WORK TO DO:
Quote the lines below word for word, leaving the picture out of your copy.

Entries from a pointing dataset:

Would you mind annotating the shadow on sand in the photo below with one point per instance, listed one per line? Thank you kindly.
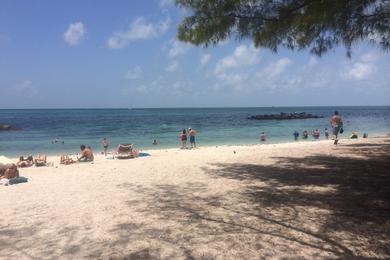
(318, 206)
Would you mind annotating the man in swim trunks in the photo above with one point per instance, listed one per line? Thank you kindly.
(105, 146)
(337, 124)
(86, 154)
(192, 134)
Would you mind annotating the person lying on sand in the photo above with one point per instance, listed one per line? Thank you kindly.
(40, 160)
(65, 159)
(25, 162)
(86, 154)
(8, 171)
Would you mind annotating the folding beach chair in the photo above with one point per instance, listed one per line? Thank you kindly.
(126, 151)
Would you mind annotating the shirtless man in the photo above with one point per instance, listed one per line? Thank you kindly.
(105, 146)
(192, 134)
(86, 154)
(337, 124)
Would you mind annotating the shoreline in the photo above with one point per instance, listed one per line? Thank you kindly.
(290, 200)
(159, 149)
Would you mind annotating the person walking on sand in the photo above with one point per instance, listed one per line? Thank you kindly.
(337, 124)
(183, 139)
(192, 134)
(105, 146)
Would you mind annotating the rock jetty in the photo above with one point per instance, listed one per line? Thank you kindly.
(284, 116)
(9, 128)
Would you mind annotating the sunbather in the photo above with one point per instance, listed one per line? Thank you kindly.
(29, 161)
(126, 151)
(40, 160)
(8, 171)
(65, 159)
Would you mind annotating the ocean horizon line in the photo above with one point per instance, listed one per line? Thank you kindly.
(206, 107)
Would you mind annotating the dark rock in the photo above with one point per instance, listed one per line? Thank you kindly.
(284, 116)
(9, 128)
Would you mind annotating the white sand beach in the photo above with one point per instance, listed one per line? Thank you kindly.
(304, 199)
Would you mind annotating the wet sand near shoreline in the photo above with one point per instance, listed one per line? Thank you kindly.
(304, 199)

FINAL ANSWER:
Would you mind annotating the shadow on sand in the photo below with one point per instance, listed one per line? Thank you kindly.
(318, 206)
Would you mind annotating the man in swim trunks in the photo above with one point per instance, listed one per line? Thank you kindly.
(105, 146)
(337, 124)
(86, 154)
(192, 134)
Would you mind annotating the person lying on sand in the photo above with one point per instance, listed one per line? Thank you kindly.
(40, 160)
(65, 159)
(25, 162)
(86, 154)
(8, 171)
Would you mind annotating the folding beach chair in the photo above with one point per instance, listed one per line? Thank you kindly.
(126, 151)
Would you mind annotating the shirtless man in the photo above with one point per instance, listed one per line? Thank you kindly.
(105, 146)
(192, 134)
(86, 154)
(337, 124)
Would you mind annotating the shoreline in the photo above with one point per instance, listed one per line? Thank you kindly.
(290, 200)
(159, 149)
Would you mind annotating the person walking on sand in the photo above with one point per instance, listed one per line? Thank you kindly.
(337, 124)
(183, 139)
(192, 134)
(105, 146)
Would you mind annotating the rock jetty in the photo above with one point per instance, listed one per line? Thank you kindly.
(284, 116)
(9, 128)
Would you mind annotating the sunbather in the photo above with one point per instance, listed one per line? Thank you kindly.
(29, 161)
(126, 151)
(40, 160)
(8, 171)
(65, 159)
Would you mind annotating the ocean horizon line in the photo above with one point per instance, listed one per line? Thank you kindly.
(206, 107)
Would you mind annotating the dark rock in the photo above with one point per instance, listed one per line? Thank you kindly.
(284, 116)
(9, 128)
Would you mind annotating the white sand beach in the photo above with one point per instance, listed one per line? Thank you kindly.
(304, 199)
Would you mind annotating the wet sand near shoreline in the photo above with one point per instance, listed one per line? Thank you kindly.
(304, 199)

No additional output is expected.